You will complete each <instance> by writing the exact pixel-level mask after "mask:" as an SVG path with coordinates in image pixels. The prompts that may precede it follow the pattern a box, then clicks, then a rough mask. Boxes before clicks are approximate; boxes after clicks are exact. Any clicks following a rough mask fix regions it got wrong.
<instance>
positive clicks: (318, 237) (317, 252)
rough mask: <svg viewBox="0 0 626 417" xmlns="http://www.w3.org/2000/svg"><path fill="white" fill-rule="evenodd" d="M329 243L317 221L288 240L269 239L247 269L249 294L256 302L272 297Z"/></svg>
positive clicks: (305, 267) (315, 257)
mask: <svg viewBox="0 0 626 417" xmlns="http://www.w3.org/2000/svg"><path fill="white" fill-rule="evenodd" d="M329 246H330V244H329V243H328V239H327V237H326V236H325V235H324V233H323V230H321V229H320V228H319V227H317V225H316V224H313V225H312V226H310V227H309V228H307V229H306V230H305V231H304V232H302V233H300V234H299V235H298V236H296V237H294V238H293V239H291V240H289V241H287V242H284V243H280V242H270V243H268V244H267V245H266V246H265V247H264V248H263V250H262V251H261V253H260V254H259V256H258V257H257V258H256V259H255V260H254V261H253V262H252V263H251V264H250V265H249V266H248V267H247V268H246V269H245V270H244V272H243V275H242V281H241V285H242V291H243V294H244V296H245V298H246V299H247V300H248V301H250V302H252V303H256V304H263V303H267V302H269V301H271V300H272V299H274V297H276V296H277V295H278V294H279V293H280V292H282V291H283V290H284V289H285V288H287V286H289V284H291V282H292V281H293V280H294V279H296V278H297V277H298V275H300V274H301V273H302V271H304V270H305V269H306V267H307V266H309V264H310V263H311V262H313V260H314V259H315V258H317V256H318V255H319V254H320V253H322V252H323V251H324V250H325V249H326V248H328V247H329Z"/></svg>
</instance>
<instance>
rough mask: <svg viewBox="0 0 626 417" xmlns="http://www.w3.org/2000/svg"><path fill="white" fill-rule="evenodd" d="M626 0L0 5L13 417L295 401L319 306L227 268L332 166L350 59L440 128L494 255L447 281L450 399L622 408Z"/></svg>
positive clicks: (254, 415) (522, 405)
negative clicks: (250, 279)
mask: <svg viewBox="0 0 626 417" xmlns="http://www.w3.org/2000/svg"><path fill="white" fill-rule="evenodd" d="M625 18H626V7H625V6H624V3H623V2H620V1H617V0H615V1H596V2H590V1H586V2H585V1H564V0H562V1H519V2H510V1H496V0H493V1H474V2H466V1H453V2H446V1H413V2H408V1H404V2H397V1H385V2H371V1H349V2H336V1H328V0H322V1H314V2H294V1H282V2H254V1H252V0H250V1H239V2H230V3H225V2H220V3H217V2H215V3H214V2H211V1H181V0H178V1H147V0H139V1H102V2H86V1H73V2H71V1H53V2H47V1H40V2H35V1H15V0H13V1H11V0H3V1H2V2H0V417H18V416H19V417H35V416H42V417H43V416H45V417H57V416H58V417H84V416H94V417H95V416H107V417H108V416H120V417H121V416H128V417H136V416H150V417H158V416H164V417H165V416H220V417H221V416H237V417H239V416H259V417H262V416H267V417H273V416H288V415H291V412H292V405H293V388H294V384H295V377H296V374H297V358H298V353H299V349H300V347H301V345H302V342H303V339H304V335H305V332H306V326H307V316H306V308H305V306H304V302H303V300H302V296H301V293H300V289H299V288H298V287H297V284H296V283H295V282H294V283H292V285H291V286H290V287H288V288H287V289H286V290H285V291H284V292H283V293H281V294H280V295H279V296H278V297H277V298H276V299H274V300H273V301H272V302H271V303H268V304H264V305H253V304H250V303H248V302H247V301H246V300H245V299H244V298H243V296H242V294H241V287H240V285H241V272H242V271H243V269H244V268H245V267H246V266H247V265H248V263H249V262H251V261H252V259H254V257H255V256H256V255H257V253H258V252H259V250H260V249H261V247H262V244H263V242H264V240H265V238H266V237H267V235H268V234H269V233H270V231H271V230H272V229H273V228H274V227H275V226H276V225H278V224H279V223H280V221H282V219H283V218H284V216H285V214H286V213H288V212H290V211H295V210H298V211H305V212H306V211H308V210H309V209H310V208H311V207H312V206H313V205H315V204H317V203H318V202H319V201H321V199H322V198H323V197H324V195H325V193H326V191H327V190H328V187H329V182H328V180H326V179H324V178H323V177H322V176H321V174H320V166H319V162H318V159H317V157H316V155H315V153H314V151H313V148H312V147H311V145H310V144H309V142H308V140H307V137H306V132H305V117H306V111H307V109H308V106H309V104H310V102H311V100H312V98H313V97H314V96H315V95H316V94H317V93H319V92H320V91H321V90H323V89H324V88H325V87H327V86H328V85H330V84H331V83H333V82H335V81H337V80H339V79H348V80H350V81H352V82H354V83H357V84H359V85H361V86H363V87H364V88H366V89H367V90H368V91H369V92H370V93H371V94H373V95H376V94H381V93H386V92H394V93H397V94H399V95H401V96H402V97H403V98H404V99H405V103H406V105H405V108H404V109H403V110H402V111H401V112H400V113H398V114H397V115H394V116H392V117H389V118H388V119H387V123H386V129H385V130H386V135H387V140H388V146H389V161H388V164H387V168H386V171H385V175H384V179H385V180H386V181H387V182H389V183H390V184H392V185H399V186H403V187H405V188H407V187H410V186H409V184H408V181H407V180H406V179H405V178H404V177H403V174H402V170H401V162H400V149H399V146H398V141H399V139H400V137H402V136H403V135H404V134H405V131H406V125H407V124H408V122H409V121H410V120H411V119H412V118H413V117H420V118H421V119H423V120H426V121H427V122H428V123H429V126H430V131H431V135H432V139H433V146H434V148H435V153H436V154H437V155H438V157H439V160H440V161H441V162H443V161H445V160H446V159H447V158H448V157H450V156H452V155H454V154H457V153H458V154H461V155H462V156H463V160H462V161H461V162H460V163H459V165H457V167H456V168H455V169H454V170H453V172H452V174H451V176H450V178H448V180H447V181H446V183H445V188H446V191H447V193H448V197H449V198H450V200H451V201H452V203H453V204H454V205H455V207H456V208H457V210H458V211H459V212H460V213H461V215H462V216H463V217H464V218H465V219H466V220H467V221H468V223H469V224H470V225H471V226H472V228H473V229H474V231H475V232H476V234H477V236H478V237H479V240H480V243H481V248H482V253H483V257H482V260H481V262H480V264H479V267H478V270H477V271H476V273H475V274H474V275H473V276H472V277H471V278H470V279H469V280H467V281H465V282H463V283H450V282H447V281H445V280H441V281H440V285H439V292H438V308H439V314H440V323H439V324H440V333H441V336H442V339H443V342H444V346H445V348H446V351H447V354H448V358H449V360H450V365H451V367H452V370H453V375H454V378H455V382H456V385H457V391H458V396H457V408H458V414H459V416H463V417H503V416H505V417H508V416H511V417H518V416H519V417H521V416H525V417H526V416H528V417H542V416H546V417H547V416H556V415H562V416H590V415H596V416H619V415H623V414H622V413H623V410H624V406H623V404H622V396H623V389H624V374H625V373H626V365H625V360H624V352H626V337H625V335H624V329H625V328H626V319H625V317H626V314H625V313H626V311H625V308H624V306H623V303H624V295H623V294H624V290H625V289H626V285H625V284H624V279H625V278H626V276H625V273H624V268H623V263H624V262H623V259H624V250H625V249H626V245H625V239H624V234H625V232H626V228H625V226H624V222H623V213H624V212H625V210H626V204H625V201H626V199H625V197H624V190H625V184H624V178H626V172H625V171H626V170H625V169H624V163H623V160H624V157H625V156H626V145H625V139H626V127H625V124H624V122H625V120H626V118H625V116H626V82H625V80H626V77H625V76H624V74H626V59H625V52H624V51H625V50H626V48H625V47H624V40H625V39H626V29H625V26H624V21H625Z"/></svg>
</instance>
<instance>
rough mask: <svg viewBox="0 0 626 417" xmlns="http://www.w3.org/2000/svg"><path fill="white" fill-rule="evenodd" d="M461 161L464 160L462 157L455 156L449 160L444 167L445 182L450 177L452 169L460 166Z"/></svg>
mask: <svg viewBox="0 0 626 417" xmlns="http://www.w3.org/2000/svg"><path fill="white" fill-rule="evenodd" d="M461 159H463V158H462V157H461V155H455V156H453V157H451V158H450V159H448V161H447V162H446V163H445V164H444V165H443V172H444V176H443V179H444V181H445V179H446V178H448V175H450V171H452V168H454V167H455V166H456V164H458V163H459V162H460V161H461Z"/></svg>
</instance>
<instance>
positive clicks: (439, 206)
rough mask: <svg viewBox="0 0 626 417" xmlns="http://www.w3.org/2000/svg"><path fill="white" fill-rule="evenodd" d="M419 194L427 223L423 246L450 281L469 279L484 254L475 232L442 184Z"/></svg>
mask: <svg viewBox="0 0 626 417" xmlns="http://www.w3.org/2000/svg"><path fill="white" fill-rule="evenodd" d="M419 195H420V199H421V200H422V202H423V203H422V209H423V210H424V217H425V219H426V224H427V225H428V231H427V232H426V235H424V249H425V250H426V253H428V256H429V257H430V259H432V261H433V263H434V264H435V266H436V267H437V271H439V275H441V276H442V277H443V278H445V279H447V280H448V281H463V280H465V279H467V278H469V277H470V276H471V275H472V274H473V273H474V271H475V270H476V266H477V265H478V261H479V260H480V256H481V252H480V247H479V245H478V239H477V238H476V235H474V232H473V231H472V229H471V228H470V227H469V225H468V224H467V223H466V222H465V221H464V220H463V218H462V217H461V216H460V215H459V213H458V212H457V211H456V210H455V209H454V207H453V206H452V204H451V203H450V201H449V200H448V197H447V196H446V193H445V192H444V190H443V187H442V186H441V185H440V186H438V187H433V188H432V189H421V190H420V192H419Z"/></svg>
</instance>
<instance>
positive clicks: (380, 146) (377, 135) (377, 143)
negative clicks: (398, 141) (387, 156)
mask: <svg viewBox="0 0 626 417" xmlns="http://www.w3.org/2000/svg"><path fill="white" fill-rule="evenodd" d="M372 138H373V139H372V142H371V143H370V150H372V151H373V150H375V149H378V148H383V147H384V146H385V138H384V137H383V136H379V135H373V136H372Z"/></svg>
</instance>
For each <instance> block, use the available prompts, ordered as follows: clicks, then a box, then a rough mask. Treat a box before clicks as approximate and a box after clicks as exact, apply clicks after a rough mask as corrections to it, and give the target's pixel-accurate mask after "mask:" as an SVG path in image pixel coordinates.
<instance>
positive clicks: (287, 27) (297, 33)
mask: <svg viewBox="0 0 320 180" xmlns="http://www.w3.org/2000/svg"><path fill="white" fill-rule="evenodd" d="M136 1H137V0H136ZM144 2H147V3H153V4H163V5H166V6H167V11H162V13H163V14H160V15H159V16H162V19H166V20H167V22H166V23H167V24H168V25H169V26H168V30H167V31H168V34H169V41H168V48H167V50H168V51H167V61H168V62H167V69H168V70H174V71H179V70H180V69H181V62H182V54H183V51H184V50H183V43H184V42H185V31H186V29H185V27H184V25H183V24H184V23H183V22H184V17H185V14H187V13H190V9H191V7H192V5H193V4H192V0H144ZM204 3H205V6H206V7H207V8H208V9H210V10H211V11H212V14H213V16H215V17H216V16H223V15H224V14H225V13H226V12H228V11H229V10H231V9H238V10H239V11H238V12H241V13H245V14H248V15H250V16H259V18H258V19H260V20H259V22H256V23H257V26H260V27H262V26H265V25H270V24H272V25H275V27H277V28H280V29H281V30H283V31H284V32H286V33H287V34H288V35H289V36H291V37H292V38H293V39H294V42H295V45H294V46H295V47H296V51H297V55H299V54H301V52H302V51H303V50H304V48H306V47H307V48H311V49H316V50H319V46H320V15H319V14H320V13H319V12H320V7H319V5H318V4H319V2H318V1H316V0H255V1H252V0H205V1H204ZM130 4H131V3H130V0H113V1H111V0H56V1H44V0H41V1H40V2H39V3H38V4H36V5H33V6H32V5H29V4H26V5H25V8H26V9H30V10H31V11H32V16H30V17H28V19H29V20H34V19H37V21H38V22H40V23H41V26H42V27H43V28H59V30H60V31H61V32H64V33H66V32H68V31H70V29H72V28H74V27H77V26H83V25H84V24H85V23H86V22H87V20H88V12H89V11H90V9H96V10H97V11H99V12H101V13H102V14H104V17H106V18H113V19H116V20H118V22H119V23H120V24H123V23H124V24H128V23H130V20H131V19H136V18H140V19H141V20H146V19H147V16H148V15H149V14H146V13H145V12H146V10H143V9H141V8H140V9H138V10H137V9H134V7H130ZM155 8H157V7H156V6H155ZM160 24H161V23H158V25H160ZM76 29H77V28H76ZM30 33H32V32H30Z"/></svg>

+++

Only the lines above from the one with "243L317 221L288 240L269" up to and including the one with "positive clicks: (254, 415) (522, 405)" should be repeated, exactly as written.

rough mask: <svg viewBox="0 0 626 417" xmlns="http://www.w3.org/2000/svg"><path fill="white" fill-rule="evenodd" d="M329 243L317 221L288 240L269 239L247 269L249 294L256 302L272 297Z"/></svg>
positive clicks: (305, 267) (315, 257)
mask: <svg viewBox="0 0 626 417" xmlns="http://www.w3.org/2000/svg"><path fill="white" fill-rule="evenodd" d="M329 246H330V244H329V243H328V239H327V237H326V236H325V235H324V233H323V230H321V229H320V228H319V227H317V225H316V224H313V225H312V226H310V227H309V228H307V229H306V230H305V231H304V232H302V233H300V234H299V235H298V236H296V237H294V238H293V239H291V240H289V241H287V242H284V243H280V242H270V243H268V244H267V245H266V246H265V247H264V248H263V250H262V251H261V253H260V254H259V256H258V257H257V258H256V259H255V260H254V261H253V262H252V263H251V264H250V265H249V266H248V267H247V268H246V269H245V270H244V272H243V275H242V281H241V285H242V291H243V294H244V296H245V298H246V299H247V300H248V301H250V302H252V303H256V304H263V303H267V302H269V301H271V300H272V299H274V297H276V296H277V295H278V294H279V293H280V292H282V291H283V290H284V289H285V288H287V286H289V284H291V282H292V281H293V280H294V279H296V278H297V277H298V275H300V274H301V273H302V271H304V270H305V269H306V267H307V266H309V264H310V263H311V262H313V260H314V259H315V258H317V256H318V255H319V254H320V253H322V252H323V251H324V250H325V249H326V248H328V247H329Z"/></svg>
</instance>
<instance>
rough mask: <svg viewBox="0 0 626 417" xmlns="http://www.w3.org/2000/svg"><path fill="white" fill-rule="evenodd" d="M626 0L0 5L13 417L295 401L319 306L227 268L332 166L350 59L440 128L494 255L447 281L450 399L622 408Z"/></svg>
positive clicks: (254, 415) (522, 405)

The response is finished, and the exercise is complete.